* begin *

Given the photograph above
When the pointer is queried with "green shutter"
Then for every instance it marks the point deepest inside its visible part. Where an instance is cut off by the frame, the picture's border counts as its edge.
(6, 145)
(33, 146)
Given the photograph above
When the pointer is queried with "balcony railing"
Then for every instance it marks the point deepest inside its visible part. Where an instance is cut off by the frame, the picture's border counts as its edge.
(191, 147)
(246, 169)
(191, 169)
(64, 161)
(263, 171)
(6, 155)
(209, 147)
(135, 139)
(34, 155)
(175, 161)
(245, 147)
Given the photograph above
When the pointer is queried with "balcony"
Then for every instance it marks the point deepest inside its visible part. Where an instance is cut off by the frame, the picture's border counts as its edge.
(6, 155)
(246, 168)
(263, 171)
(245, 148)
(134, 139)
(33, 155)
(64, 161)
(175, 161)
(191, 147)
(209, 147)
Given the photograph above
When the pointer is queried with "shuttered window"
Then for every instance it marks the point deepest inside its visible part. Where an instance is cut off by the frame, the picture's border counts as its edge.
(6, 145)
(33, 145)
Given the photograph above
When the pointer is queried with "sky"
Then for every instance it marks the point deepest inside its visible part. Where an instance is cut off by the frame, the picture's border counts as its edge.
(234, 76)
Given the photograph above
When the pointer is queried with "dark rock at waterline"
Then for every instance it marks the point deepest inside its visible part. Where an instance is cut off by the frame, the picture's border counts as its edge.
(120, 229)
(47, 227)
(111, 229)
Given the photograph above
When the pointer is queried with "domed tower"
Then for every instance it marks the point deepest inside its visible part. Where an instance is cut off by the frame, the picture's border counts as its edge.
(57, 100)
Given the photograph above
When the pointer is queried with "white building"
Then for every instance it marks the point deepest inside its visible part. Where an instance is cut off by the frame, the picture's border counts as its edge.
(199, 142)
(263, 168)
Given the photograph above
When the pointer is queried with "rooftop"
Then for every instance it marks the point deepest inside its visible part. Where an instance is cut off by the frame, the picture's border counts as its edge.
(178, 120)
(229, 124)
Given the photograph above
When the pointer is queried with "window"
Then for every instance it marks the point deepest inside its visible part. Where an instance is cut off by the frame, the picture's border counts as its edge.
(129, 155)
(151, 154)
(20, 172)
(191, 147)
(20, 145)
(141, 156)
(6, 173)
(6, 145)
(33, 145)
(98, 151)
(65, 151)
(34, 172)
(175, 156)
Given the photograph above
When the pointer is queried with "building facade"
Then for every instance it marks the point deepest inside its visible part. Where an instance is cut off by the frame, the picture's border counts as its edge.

* end *

Task
Show every line of the material above that contains the string "pointer", matching case exactly.

Full output
When the pointer is queried with "green shutter"
When the pointer is queried with "balcony railing"
When the pointer is queried with "balcony"
When the pointer is queried with "shuttered window"
When the pointer is queried with "sky"
When the pointer is queried with "dark rock at waterline"
When the pointer is queried with "domed tower"
When the pointer is queried with "white building"
When the pointer is queried with "rooftop"
When the pointer is queried with "window"
When the pointer is queried with "building facade"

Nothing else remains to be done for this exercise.